Task instructions → Your task is to output all the records below, word for word.
= = =
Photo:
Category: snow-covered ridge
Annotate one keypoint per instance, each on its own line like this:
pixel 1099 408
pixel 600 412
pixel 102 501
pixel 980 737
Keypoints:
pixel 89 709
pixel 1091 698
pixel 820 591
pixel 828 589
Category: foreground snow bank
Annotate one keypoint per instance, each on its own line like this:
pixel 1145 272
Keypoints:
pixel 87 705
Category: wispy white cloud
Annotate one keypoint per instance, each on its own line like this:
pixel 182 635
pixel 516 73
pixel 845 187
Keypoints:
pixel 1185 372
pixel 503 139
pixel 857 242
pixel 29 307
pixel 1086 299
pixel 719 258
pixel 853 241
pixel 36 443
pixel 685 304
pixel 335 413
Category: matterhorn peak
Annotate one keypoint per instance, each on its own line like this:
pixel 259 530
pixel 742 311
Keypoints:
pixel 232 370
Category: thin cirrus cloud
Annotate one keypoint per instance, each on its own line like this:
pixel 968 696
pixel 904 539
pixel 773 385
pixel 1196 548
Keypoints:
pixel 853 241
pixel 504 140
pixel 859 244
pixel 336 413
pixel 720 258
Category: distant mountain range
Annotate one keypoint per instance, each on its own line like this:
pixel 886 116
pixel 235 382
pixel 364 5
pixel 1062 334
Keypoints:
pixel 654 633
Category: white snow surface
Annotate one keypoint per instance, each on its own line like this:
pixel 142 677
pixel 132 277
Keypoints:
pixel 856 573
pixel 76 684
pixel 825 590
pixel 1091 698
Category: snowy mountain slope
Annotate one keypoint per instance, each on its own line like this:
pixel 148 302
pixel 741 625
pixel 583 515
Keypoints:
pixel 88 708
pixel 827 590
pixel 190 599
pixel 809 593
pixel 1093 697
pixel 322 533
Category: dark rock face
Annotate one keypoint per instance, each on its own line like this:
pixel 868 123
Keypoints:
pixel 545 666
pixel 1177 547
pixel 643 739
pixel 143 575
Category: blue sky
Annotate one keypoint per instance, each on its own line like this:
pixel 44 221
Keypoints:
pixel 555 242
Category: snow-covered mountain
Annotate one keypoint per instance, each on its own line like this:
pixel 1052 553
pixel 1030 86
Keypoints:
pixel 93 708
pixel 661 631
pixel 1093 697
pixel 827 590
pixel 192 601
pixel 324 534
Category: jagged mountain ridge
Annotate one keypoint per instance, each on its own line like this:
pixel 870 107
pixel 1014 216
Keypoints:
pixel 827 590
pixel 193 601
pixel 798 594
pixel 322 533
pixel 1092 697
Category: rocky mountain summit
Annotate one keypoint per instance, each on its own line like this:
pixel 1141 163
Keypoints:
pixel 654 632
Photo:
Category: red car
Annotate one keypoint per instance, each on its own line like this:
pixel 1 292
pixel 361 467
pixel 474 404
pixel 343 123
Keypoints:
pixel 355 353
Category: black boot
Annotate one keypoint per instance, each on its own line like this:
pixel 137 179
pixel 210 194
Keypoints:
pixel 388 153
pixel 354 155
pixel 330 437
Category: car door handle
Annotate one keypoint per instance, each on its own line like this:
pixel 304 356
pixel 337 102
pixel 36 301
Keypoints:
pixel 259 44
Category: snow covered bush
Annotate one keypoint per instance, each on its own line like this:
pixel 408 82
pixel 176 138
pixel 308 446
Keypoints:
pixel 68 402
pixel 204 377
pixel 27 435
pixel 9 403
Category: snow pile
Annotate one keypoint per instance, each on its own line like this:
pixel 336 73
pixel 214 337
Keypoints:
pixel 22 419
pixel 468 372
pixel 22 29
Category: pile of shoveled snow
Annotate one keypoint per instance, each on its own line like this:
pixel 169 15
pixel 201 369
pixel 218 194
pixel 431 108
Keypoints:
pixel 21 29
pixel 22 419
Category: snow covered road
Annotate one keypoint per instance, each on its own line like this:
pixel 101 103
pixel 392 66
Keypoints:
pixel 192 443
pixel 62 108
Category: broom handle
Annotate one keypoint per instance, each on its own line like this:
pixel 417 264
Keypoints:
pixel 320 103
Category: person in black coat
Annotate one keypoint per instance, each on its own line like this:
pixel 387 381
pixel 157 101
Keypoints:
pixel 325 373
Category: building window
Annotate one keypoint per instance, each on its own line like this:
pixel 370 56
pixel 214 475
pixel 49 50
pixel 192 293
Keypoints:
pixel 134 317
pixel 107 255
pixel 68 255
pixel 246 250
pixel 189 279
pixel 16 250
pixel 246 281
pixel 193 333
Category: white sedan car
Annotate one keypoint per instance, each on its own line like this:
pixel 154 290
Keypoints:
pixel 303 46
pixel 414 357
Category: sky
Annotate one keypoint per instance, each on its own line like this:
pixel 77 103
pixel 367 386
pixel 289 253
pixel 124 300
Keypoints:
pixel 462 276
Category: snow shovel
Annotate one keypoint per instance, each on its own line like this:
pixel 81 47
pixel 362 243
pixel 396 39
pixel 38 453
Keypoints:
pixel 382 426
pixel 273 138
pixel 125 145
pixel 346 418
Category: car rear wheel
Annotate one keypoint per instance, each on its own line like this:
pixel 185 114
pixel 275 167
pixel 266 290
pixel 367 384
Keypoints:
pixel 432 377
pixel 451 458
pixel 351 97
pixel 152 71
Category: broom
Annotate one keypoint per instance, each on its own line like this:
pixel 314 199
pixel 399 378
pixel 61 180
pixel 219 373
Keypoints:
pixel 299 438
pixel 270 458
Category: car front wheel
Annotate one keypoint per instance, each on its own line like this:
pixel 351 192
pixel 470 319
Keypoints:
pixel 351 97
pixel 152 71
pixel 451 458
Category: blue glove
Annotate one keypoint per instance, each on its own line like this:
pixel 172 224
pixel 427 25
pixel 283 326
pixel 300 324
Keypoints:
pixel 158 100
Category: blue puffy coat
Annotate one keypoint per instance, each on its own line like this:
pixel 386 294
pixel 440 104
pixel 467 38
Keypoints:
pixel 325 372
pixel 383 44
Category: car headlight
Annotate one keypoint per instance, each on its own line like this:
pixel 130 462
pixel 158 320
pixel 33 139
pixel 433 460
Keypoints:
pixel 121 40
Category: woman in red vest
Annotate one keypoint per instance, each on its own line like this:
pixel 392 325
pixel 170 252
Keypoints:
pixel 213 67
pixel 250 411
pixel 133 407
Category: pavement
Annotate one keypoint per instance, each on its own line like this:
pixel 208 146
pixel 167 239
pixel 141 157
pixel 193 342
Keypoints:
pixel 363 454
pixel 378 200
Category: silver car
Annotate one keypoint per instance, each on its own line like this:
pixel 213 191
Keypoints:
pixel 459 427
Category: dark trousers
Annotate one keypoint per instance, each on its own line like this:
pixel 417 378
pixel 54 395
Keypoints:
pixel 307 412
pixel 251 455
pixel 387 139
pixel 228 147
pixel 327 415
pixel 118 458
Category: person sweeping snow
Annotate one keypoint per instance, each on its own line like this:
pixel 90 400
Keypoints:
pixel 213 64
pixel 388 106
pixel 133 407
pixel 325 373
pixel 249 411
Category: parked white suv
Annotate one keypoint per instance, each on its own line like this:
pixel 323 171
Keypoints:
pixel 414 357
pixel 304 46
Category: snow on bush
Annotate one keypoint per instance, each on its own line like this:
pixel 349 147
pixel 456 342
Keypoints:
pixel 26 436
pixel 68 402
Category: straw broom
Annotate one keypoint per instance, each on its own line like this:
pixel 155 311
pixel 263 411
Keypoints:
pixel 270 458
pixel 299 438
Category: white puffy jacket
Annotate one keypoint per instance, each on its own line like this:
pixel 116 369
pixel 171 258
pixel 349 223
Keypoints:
= = =
Solution to this task →
Photo:
Category: snow-covered ridge
Annotate one keypoint per instance, each on its own line like this:
pixel 1099 408
pixel 600 412
pixel 102 501
pixel 980 737
Keypoints:
pixel 89 709
pixel 1091 698
pixel 820 591
pixel 828 589
Category: foreground snow bank
Annotate one keypoint per instance, each on its own line like this:
pixel 1145 272
Keypoints:
pixel 87 705
Category: wispy white cloud
Annotate one keypoint per instance, each on its own line like this:
pixel 182 635
pixel 516 73
pixel 845 187
Keypoints:
pixel 1185 372
pixel 503 139
pixel 857 242
pixel 29 307
pixel 1086 299
pixel 719 258
pixel 853 241
pixel 36 443
pixel 685 304
pixel 335 413
Category: matterhorn peak
Annotate one keypoint per instance, each on its own line like this:
pixel 259 530
pixel 742 311
Keypoints:
pixel 232 370
Category: thin cirrus cloud
Annotate one keypoint per instance, each on its own line like this:
pixel 968 696
pixel 904 539
pixel 773 385
pixel 1196 548
Keypoints:
pixel 853 241
pixel 504 140
pixel 859 244
pixel 336 413
pixel 720 258
Category: distant mountain range
Annotate one keypoint per instance, each on its own line like this:
pixel 886 116
pixel 235 382
pixel 364 5
pixel 1062 334
Keypoints:
pixel 654 633
Category: white snow surface
Annotate one keypoint per instance, each on its own line like this:
pixel 142 677
pixel 132 277
Keypoints:
pixel 856 573
pixel 76 684
pixel 825 590
pixel 1091 698
Category: snowy mountain slope
Annotate one keypoint per instance, each on its own line like this:
pixel 148 302
pixel 741 625
pixel 583 515
Keypoints:
pixel 88 708
pixel 827 590
pixel 190 599
pixel 809 593
pixel 1093 697
pixel 322 533
Category: dark rock face
Annotate one keypoint per instance, each on its own line like this:
pixel 868 123
Keypoints:
pixel 545 666
pixel 1177 547
pixel 643 739
pixel 143 575
Category: blue sky
Annotate one keypoint per instance, each on its own line like this:
pixel 44 221
Keypoints:
pixel 555 242
Category: snow-covered mountain
Annotate one keypoint per instance, each on its own line like this:
pixel 1052 553
pixel 1030 86
Keypoints:
pixel 93 708
pixel 661 631
pixel 1093 697
pixel 827 590
pixel 192 601
pixel 324 534
Category: jagged mountain ridge
Annotate one keypoint per instance, each on its own line like this:
pixel 870 107
pixel 1014 216
Keypoints:
pixel 827 590
pixel 193 601
pixel 798 594
pixel 322 533
pixel 1092 697
Category: rocky mountain summit
Annotate one keypoint per instance, each on its own line like this:
pixel 1141 163
Keypoints:
pixel 654 632
Photo:
Category: red car
Annotate one keypoint per instance, each on its own line like this:
pixel 1 292
pixel 361 467
pixel 474 404
pixel 343 123
Keypoints:
pixel 355 353
Category: black boot
Annotate one keypoint per instance, each on its own line like this:
pixel 137 179
pixel 210 194
Keypoints:
pixel 388 153
pixel 354 155
pixel 330 437
Category: car door handle
Annotate one keypoint per instance, each on its own line like this:
pixel 304 356
pixel 337 102
pixel 36 301
Keypoints:
pixel 259 44
Category: snow covered bush
Annotate one keypoint per instance, each on its own line like this:
pixel 408 82
pixel 176 138
pixel 308 446
Keypoints:
pixel 68 402
pixel 204 377
pixel 27 435
pixel 9 403
Category: snow pile
Annotate one keypoint per instance, each on its own line like this:
pixel 336 73
pixel 214 337
Keypoints:
pixel 22 419
pixel 468 372
pixel 22 29
Category: pile of shoveled snow
Annotate one keypoint per instance, each on its own line like this:
pixel 169 15
pixel 201 369
pixel 218 194
pixel 431 108
Keypoints:
pixel 21 29
pixel 22 419
Category: snow covered road
Annotate one keypoint per instance, each on its own line like this:
pixel 101 103
pixel 392 66
Keypoints:
pixel 192 443
pixel 62 108
Category: broom handle
Annotate one keypoint per instance, each on its own line like this:
pixel 417 264
Keypoints:
pixel 320 103
Category: person in black coat
Annotate one keypoint per instance, each on its own line like this:
pixel 387 381
pixel 157 101
Keypoints:
pixel 325 373
Category: building window
Annotate one keypoint per instance, each on its own line like this:
pixel 370 56
pixel 214 475
pixel 49 50
pixel 192 293
Keypoints:
pixel 134 317
pixel 107 255
pixel 68 255
pixel 246 250
pixel 189 279
pixel 16 250
pixel 246 281
pixel 193 333
Category: white sedan car
Annotate one keypoint per instance, each on its own line like this:
pixel 154 290
Keypoints:
pixel 303 46
pixel 414 357
Category: sky
Annotate one keypoint per instance, each on its own line like this:
pixel 77 103
pixel 367 386
pixel 289 253
pixel 124 300
Keypoints:
pixel 462 276
Category: snow shovel
Annotate one keypoint per instance, each on its own line like this:
pixel 81 47
pixel 362 243
pixel 396 39
pixel 38 453
Keypoints:
pixel 382 426
pixel 273 138
pixel 125 145
pixel 346 418
Category: car rear wheel
Annotate one keypoint per instance, each on its own line like this:
pixel 185 114
pixel 275 167
pixel 266 290
pixel 367 384
Keypoints:
pixel 432 377
pixel 451 458
pixel 351 97
pixel 152 71
Category: broom
Annotate one keypoint per instance, each on its own line like this:
pixel 314 199
pixel 399 378
pixel 61 180
pixel 219 373
Keypoints:
pixel 299 438
pixel 270 458
Category: car front wheel
Annotate one keypoint per instance, each on its own line like this:
pixel 351 192
pixel 470 319
Keypoints:
pixel 351 97
pixel 152 71
pixel 451 458
Category: blue glove
Annotate one keypoint per instance, each on its own line like this:
pixel 172 224
pixel 427 25
pixel 283 326
pixel 300 324
Keypoints:
pixel 158 100
Category: blue puffy coat
Annotate one keypoint per instance, each on its own line like this:
pixel 386 294
pixel 440 104
pixel 467 38
Keypoints:
pixel 325 372
pixel 383 44
Category: car headlight
Annotate one keypoint per instance, each on its own line like this:
pixel 130 462
pixel 158 320
pixel 33 139
pixel 433 460
Keypoints:
pixel 121 40
Category: woman in red vest
Annotate one keypoint per instance, each on its own line like this:
pixel 392 325
pixel 170 252
Keypoints:
pixel 213 67
pixel 250 411
pixel 133 407
Category: pavement
Annotate one keypoint per instance, each on its own line like this:
pixel 208 146
pixel 167 239
pixel 141 157
pixel 193 342
Keypoints:
pixel 363 454
pixel 378 200
Category: silver car
Annotate one keypoint per instance, each on its own line like this:
pixel 213 191
Keypoints:
pixel 459 427
Category: dark trousers
Annotate one keypoint per instance, each on its own line like this:
pixel 417 378
pixel 54 395
Keypoints:
pixel 307 412
pixel 251 455
pixel 387 139
pixel 228 147
pixel 327 415
pixel 118 458
Category: person sweeping snow
Annotate one keypoint per instance, each on its own line like this:
pixel 90 400
Keypoints:
pixel 213 64
pixel 388 106
pixel 133 407
pixel 325 373
pixel 249 411
Category: parked white suv
Annotate one keypoint per instance, each on its own line like this:
pixel 323 171
Keypoints:
pixel 414 357
pixel 304 46
Category: snow on bush
Annotate one keypoint per instance, each on its own line like this:
pixel 349 147
pixel 456 342
Keypoints:
pixel 26 436
pixel 68 402
Category: straw broom
Annotate one keypoint per instance, each on its own line like this:
pixel 155 311
pixel 263 411
Keypoints:
pixel 270 458
pixel 299 438
Category: white puffy jacket
Annotate one keypoint per instance, each on its own line like this:
pixel 116 369
pixel 171 258
pixel 349 223
Keypoints:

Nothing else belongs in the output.